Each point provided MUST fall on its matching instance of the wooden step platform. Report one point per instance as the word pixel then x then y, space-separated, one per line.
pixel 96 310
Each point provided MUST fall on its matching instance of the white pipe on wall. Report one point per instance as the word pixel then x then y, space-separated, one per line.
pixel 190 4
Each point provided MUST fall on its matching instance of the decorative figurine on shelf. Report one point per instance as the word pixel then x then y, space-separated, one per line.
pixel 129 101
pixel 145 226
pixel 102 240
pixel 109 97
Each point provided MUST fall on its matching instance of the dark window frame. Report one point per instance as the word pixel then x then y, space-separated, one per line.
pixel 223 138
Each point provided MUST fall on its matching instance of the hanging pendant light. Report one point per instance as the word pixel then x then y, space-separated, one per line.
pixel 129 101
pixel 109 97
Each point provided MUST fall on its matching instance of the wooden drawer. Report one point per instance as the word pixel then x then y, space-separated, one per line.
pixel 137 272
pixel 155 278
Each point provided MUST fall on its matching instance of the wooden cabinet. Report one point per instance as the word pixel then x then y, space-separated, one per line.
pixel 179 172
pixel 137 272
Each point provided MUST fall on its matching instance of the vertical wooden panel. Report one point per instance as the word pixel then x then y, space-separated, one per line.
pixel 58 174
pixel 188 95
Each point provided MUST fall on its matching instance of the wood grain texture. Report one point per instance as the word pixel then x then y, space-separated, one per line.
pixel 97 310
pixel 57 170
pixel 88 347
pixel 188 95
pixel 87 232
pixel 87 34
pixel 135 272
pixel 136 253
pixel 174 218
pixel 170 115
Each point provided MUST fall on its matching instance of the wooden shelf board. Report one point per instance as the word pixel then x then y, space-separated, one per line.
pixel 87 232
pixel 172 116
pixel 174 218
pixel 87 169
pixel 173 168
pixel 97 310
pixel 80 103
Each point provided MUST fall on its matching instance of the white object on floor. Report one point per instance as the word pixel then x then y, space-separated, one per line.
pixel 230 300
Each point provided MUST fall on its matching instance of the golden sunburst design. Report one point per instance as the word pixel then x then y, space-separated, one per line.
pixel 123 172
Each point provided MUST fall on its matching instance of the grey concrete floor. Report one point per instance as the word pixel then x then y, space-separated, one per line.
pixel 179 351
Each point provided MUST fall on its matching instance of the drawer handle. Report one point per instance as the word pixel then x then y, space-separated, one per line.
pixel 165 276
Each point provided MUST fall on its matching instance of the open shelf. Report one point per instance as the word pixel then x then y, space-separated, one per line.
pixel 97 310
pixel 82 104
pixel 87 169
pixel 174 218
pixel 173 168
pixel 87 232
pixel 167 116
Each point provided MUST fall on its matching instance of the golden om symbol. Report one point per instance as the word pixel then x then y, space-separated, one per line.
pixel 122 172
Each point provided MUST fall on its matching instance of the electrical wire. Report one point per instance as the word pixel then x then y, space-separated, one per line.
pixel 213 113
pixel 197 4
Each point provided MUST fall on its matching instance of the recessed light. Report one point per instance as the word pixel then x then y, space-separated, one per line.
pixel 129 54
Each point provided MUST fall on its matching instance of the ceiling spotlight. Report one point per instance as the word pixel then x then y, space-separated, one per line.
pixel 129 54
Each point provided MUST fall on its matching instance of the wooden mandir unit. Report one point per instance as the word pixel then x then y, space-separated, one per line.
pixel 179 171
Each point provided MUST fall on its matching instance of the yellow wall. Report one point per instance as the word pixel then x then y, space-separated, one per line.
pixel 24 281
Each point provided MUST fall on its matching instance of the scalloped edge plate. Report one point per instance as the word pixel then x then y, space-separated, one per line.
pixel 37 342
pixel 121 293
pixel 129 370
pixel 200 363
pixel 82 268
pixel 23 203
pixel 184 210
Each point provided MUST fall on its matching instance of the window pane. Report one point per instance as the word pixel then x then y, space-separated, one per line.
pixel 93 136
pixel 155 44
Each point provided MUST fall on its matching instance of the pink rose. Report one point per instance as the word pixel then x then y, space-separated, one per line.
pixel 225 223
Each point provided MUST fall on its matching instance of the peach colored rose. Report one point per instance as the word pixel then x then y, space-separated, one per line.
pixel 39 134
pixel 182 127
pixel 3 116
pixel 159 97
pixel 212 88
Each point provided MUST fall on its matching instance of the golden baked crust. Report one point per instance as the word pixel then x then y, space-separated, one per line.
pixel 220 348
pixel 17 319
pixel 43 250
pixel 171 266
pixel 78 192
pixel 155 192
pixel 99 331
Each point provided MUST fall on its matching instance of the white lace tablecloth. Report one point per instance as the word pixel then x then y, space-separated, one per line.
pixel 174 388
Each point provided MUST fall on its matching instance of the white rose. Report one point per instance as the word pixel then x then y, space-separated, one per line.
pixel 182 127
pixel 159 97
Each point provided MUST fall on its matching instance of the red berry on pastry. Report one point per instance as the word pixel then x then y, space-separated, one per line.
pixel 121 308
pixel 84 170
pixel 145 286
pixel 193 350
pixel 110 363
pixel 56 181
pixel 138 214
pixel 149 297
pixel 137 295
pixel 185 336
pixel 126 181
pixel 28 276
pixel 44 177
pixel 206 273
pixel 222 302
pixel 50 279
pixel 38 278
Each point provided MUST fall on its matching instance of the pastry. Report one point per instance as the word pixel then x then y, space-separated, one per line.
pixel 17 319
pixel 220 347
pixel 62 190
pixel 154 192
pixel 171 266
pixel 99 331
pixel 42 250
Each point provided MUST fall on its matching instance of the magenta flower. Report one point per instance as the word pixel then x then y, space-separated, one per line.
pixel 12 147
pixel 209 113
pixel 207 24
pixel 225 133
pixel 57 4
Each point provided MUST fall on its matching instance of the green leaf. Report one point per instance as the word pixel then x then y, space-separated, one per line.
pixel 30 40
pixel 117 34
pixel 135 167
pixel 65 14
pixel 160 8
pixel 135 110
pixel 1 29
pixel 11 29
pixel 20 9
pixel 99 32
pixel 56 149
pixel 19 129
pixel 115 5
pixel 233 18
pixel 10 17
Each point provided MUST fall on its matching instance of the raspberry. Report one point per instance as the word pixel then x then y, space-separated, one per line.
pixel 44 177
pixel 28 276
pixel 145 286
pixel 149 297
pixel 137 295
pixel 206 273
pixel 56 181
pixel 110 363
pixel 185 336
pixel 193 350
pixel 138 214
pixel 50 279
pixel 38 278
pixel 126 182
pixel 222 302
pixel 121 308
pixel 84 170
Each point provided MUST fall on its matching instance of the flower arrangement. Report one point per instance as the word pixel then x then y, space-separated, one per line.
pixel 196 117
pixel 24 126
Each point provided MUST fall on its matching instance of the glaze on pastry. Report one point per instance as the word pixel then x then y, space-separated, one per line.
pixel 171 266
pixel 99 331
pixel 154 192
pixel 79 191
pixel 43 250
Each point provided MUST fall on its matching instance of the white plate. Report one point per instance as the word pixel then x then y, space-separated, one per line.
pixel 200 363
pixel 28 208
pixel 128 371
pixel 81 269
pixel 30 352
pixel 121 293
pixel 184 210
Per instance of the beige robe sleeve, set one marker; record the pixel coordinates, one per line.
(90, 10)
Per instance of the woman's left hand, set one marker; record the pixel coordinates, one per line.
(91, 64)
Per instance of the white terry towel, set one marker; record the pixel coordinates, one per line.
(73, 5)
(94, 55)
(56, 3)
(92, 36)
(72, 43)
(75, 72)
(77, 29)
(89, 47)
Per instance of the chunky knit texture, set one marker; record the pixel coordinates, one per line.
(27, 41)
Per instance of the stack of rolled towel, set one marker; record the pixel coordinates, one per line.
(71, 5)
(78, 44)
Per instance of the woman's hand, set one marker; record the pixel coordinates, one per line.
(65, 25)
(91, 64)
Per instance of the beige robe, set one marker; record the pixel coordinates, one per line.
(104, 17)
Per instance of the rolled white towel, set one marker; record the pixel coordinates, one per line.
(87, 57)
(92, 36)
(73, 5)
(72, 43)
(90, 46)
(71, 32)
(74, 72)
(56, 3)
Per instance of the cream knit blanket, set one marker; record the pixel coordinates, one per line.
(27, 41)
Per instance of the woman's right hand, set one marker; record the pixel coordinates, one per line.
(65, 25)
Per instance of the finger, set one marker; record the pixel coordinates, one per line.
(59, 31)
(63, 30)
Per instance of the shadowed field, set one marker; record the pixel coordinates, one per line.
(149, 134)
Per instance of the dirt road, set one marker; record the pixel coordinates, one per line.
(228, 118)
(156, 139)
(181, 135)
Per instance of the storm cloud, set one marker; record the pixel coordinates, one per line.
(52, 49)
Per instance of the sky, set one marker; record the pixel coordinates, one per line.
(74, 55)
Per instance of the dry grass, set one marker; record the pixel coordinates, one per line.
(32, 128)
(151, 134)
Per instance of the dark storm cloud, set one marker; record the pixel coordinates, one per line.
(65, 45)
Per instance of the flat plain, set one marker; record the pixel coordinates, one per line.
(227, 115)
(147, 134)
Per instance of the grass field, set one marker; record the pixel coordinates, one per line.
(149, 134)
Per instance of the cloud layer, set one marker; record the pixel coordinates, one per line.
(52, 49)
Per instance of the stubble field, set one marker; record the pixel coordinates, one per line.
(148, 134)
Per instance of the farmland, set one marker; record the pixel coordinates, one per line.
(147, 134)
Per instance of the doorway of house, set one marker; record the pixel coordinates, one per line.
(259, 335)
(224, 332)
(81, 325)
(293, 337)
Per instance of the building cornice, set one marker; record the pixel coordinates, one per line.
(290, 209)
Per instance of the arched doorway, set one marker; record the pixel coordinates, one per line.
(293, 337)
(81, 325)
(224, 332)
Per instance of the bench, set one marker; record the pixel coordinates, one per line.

▬▬▬

[Exercise]
Repeat precisely the lines of the data starting at the one containing "Per instance of the arched", last line included.

[Result]
Per instance of the arched doorway, set one marker; record the pixel coordinates, one per line.
(293, 337)
(81, 325)
(224, 332)
Per instance of the bench, set one marker; record the pixel coordinates, one per line.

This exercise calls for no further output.